The required output is the line containing "bank in the photo above." through the final line of the material below, printed exactly, with no other lines.
┌──
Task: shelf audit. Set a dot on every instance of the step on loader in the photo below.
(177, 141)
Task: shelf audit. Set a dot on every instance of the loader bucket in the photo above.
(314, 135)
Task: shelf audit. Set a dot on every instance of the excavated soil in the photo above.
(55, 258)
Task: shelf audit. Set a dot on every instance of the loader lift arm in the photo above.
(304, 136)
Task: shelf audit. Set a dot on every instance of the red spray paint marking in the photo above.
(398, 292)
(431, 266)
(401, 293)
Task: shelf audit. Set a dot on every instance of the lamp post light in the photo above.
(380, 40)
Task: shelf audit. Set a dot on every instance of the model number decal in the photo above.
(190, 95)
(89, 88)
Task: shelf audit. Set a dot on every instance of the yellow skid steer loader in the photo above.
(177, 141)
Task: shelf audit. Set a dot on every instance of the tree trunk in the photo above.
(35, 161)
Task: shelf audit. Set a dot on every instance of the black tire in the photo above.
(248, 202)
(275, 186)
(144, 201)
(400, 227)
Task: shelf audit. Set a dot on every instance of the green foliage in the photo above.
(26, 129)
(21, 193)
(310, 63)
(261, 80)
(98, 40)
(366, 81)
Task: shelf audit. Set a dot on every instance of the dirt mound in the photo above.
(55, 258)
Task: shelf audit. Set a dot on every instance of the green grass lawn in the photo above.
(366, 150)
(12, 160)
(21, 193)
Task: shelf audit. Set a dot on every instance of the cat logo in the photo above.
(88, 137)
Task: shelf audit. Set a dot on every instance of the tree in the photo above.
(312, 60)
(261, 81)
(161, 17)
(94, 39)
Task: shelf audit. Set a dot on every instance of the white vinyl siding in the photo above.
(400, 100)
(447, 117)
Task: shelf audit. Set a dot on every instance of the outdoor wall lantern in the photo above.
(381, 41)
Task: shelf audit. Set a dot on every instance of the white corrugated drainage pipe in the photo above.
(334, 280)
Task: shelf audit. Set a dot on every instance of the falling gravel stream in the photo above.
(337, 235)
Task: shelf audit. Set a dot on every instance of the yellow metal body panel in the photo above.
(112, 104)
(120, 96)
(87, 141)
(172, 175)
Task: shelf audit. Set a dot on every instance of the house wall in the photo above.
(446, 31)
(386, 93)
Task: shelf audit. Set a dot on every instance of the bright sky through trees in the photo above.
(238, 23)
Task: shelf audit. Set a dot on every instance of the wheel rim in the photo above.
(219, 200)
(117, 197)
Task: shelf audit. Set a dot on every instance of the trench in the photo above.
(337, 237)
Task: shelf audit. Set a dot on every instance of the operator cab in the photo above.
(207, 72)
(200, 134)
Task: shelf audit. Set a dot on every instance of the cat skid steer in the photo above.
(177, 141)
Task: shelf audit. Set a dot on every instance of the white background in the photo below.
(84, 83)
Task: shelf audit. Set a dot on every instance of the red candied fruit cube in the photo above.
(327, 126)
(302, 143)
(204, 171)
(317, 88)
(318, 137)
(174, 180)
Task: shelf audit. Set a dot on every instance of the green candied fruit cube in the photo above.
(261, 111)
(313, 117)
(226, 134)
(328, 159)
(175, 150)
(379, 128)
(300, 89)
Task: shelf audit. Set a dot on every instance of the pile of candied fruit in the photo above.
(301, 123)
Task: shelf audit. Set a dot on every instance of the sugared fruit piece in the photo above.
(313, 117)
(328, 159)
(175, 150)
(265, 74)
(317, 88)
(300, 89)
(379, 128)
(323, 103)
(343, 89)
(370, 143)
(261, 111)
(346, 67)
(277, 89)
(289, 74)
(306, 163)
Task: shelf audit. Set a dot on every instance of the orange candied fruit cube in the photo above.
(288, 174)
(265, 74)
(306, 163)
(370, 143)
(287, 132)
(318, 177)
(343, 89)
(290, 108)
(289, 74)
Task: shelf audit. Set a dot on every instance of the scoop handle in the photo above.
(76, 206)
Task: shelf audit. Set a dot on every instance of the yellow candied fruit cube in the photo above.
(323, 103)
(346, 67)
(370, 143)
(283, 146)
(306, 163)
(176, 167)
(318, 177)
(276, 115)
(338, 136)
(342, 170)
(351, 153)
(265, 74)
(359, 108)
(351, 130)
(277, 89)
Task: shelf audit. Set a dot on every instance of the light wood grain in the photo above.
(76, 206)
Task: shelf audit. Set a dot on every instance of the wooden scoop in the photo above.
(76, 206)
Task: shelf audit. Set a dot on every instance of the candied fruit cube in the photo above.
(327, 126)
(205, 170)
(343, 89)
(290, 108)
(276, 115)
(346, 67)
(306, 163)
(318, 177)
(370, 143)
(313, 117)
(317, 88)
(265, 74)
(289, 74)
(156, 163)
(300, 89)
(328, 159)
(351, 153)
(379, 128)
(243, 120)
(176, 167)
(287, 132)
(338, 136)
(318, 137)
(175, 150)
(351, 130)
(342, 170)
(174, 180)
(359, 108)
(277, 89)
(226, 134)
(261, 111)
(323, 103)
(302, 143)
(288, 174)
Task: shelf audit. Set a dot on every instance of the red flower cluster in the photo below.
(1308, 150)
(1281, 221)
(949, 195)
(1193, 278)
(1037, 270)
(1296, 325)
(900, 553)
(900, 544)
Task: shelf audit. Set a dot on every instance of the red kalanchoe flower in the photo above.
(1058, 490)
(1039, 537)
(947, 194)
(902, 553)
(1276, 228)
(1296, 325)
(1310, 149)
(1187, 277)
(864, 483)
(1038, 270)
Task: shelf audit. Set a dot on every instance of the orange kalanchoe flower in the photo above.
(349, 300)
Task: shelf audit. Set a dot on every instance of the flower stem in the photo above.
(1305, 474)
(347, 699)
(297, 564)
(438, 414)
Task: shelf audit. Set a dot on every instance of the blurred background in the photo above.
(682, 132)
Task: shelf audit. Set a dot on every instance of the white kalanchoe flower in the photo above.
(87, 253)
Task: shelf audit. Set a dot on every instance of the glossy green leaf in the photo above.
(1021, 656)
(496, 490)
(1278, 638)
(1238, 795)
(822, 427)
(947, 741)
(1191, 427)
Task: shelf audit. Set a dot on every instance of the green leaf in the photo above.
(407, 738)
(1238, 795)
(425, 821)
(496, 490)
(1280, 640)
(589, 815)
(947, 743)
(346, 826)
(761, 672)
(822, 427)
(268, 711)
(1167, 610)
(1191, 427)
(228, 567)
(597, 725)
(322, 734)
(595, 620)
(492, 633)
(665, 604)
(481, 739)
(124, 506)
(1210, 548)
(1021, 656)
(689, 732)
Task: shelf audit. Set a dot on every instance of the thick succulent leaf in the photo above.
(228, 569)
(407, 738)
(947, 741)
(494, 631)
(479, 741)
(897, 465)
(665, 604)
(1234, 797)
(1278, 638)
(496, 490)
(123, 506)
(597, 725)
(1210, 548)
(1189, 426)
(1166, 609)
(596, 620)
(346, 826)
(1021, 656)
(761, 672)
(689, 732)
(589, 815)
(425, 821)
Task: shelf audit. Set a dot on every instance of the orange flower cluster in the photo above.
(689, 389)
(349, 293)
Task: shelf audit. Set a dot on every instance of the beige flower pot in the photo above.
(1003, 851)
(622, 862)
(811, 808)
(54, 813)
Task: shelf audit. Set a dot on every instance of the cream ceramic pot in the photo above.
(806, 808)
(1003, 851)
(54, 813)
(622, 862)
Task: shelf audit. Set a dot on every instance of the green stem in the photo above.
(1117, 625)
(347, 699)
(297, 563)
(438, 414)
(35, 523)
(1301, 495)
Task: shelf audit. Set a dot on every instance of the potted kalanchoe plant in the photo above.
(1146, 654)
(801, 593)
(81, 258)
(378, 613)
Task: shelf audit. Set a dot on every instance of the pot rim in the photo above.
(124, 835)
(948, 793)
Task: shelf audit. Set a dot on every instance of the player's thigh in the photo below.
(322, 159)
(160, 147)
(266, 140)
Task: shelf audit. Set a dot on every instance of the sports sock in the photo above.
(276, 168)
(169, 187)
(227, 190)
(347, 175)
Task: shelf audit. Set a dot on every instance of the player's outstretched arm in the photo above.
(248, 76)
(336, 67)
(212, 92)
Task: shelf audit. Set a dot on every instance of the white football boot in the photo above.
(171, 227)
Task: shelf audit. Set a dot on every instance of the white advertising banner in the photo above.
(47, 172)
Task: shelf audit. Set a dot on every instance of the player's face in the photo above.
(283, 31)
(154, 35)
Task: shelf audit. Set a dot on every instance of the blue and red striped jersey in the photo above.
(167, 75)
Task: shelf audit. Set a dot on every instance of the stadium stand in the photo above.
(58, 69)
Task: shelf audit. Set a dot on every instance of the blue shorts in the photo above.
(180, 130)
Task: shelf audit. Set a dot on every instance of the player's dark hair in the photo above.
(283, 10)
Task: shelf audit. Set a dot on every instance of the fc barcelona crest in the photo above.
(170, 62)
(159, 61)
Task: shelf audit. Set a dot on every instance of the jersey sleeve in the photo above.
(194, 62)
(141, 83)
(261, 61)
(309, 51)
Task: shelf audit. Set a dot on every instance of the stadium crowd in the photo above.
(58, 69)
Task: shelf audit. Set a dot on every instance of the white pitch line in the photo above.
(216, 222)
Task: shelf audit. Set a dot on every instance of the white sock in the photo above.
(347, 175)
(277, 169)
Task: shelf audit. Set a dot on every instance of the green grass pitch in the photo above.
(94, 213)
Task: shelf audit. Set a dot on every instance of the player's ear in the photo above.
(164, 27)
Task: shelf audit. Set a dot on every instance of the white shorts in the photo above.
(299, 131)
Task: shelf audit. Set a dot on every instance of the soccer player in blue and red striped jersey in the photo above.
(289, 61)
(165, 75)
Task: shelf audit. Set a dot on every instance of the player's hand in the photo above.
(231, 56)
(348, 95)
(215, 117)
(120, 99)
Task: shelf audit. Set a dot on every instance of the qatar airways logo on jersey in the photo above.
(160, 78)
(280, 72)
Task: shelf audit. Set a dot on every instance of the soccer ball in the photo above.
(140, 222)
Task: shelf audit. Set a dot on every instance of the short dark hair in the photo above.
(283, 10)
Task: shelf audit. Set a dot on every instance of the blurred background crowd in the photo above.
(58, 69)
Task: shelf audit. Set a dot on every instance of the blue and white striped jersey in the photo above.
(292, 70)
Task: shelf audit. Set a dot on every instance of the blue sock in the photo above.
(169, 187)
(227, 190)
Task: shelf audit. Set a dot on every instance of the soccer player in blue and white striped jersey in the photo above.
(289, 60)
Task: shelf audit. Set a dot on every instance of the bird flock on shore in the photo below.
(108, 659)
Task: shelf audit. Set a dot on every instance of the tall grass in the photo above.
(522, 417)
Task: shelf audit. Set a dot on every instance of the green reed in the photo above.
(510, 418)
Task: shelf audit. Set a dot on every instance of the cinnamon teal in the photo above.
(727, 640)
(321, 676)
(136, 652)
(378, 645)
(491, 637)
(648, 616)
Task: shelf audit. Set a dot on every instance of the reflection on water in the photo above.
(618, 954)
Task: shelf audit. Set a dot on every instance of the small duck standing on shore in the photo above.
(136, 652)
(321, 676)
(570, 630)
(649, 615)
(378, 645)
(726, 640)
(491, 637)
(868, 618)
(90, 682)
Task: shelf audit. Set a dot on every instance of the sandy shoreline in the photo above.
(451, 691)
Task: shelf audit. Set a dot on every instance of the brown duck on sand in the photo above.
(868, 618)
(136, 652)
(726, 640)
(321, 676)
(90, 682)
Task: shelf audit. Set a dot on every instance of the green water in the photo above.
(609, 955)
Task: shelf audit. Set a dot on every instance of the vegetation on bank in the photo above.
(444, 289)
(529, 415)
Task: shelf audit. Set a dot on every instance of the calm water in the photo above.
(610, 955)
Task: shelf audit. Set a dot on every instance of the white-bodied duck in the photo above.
└──
= Task solution =
Task: shelf audit. Set a dot on every instance of the vegetation on bank in the photo above.
(444, 289)
(529, 415)
Task: shelf audit. Set a dot on every instance of the calm water in the photo above.
(610, 955)
Task: shelf audit. Set a dot on every instance of the white-bodied duck in the photo above.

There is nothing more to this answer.